WHAT TO PRODUCE
Please report each line below that contains the word "branch".
--- DATA TO PROCESS ---
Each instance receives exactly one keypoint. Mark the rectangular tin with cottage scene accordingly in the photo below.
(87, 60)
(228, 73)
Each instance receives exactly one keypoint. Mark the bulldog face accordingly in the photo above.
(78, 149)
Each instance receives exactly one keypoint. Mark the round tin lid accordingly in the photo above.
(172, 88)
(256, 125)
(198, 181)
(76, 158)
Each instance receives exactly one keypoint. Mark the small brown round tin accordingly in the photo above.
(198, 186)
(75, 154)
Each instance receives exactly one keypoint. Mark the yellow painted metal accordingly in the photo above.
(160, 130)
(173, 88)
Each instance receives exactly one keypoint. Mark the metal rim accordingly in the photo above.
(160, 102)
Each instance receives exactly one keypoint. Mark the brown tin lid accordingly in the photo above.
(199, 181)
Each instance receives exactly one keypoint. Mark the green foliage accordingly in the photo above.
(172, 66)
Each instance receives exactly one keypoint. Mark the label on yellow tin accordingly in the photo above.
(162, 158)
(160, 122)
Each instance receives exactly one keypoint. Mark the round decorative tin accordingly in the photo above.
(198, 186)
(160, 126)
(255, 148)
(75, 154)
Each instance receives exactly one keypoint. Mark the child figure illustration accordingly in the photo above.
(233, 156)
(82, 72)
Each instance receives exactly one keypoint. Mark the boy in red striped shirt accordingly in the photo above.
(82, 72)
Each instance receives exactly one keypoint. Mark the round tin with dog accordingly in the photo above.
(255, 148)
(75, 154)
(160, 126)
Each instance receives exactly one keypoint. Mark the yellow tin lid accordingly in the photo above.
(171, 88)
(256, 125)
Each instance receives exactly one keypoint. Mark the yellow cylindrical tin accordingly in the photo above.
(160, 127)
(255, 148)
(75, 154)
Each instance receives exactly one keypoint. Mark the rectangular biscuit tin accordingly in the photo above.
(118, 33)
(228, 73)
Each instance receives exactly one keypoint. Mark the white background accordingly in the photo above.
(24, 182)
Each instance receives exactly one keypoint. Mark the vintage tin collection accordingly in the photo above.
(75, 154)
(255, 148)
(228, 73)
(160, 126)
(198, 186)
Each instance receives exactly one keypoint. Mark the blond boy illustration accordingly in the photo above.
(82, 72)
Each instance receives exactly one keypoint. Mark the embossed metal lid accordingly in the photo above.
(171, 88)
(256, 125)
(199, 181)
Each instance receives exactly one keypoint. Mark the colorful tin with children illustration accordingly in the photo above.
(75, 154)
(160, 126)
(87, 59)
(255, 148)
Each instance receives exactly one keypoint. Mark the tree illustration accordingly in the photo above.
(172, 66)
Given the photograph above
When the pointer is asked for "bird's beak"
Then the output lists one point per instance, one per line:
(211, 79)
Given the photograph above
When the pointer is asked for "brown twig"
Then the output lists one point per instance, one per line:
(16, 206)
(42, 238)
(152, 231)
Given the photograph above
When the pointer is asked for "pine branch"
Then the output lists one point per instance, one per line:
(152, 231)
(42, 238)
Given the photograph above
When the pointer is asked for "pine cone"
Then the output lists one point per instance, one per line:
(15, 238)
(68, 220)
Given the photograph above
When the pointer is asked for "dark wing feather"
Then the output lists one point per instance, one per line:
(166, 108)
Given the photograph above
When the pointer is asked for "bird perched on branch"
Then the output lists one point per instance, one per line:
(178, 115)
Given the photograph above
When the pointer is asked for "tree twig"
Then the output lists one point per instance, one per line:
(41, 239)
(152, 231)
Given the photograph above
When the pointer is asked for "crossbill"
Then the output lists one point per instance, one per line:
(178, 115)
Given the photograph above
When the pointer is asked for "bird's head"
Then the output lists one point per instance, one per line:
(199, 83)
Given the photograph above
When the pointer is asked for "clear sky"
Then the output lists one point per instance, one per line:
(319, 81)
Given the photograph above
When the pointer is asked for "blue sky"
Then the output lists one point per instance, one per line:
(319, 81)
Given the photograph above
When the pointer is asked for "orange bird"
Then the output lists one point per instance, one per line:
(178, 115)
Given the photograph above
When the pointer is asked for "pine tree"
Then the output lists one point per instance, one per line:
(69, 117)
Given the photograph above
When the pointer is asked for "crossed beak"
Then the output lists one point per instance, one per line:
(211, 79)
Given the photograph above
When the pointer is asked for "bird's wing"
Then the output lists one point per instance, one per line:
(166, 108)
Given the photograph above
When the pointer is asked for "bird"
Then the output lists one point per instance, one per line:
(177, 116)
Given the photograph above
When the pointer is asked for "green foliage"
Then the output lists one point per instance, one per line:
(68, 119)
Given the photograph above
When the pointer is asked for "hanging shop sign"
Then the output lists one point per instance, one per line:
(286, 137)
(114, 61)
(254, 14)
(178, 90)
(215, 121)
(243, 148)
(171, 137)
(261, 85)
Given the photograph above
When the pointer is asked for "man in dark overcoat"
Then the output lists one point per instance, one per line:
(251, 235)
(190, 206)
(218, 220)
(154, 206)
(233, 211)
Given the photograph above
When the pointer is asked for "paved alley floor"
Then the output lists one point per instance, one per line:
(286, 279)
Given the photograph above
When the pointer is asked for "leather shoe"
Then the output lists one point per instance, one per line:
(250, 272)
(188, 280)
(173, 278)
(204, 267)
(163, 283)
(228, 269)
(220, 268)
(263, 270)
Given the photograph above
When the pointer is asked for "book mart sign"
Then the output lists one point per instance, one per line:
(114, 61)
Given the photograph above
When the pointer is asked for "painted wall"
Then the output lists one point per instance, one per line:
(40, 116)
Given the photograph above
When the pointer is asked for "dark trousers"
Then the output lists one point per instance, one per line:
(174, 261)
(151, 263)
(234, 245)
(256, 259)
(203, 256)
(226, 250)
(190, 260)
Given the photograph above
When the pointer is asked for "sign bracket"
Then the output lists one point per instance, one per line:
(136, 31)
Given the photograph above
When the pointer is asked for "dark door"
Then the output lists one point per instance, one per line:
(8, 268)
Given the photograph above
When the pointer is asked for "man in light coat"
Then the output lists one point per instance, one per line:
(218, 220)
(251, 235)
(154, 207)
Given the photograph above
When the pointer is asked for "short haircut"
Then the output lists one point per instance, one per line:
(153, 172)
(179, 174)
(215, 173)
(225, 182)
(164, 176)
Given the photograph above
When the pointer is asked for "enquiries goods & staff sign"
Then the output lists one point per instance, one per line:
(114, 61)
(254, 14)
---
EXERCISE RESPONSE
When the pointer is asked for "pine branch"
When the pointer is asked for "bird perched on branch"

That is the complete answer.